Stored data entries
· · · ·

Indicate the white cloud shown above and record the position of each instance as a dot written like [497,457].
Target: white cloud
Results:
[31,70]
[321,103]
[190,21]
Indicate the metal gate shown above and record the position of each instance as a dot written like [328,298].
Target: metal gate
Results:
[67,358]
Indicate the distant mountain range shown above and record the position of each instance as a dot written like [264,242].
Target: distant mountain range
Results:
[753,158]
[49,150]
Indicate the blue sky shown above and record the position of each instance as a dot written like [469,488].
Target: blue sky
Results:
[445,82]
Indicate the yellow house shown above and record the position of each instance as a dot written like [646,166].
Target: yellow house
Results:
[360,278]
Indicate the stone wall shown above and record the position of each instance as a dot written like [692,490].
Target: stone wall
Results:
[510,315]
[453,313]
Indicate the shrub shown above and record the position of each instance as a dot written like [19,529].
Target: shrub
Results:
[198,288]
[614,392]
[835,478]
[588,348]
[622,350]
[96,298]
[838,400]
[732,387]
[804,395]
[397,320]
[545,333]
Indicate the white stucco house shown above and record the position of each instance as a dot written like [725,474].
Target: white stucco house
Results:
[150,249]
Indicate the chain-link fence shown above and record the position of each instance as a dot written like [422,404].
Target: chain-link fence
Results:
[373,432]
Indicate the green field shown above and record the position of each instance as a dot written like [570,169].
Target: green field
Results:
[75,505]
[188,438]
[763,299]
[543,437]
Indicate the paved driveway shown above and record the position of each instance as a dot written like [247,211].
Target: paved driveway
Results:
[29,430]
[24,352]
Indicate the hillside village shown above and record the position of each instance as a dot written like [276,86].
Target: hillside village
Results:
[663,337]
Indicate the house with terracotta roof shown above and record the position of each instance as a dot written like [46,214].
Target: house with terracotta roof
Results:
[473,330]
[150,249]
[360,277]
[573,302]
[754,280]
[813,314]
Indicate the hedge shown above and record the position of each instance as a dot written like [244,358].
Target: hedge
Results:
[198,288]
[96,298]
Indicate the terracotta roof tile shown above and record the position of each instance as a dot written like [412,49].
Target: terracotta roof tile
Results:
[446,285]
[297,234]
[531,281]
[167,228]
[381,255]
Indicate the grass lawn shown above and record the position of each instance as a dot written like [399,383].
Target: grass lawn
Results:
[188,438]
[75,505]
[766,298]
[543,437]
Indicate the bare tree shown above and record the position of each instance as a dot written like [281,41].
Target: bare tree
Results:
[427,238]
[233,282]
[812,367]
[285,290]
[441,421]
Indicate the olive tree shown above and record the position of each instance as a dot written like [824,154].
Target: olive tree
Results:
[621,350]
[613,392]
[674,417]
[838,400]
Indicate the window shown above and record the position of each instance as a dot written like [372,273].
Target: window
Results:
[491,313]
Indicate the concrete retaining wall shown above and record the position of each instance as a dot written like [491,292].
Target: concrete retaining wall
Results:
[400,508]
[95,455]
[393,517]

· · · ·

Requirement: Exactly as shown above, return all of the entries.

Worked solution:
Indicate the white cloud shown above and record the position of each instance as a dot written like [497,457].
Target: white cloud
Results:
[31,70]
[321,103]
[190,21]
Indicate the metal gate shown above and record the position of each instance as a dot written like [328,298].
Target: metal gate
Results:
[67,358]
Indicate the distant mountain range shown above and record the position of each instance as a dot written like [264,242].
Target: distant mountain range
Results:
[753,158]
[49,150]
Indicate the blue sky shown above and record the position of each instance as a dot written like [469,488].
Target: blue sky
Results:
[445,82]
Indicate the yellow house shown above and record the position of each instance as a dot written like [646,166].
Target: yellow house
Results:
[360,278]
Indicate the stone wall shown above and record the position of each instance as a dot written like [692,490].
Target: stone wall
Results:
[510,315]
[453,313]
Indicate the shrub shown above and record the position of each instance as a dot written like [19,529].
Target: shrub
Results:
[198,288]
[614,392]
[835,478]
[588,348]
[622,350]
[96,298]
[838,400]
[732,387]
[804,395]
[397,320]
[545,333]
Indicate the white stucco house shown above and record the position of each instance as a dot written like [725,474].
Target: white stucco house
Results:
[150,249]
Indicate the chain-link fence shown above and record the position of each instance as a dot written like [422,404].
Target: chain-link fence
Results:
[373,432]
Indicate the green field shown above and record the position of each instance as a dot written like [570,169].
Target: green field
Results:
[75,505]
[188,438]
[763,299]
[543,437]
Indicate the paved driveway shown above and record the position of each instance as a dot written like [247,211].
Target: paved driveway
Results:
[29,430]
[24,352]
Indicate the hillside village shown above and record the position of each instance as a dot written like [276,86].
Target: hillside village
Results:
[663,337]
Indicate the house with terracotta roof shown above and record the position of each instance as a dot written like [46,214].
Target: house with terracotta roof
Results:
[473,330]
[150,249]
[360,277]
[573,302]
[754,280]
[813,314]
Indicate the hedge shown above and record the position of each instance as a dot written like [244,358].
Target: hedge
Results:
[198,288]
[96,298]
Indicate the terracotta roof tile shown above and record the position of each instance as a dot written like [412,49].
Target: terracotta roof tile
Results:
[446,285]
[297,234]
[531,281]
[167,228]
[381,255]
Indicate the grass lawn shown above and record the position of each instance as a dot written like [399,383].
Target: grass lawn
Results:
[188,438]
[75,505]
[766,298]
[543,437]
Indicate the bare tree shown above and record the position of each instance as a dot written like [281,41].
Target: bare tree
Results:
[427,238]
[233,282]
[812,367]
[285,290]
[441,421]
Indicate the olive tree shown above and record the position of each instance as a dot written like [824,154].
Target: olive tree
Results:
[621,350]
[613,392]
[674,417]
[838,400]
Indicate the window shown above and record the position of each instance as a dot written like [372,273].
Target: window
Results:
[491,313]
Indicate the concrete retaining wall shown above and record the position of each instance as a dot written like [491,292].
Target: concrete retaining wall
Results:
[400,508]
[95,455]
[393,517]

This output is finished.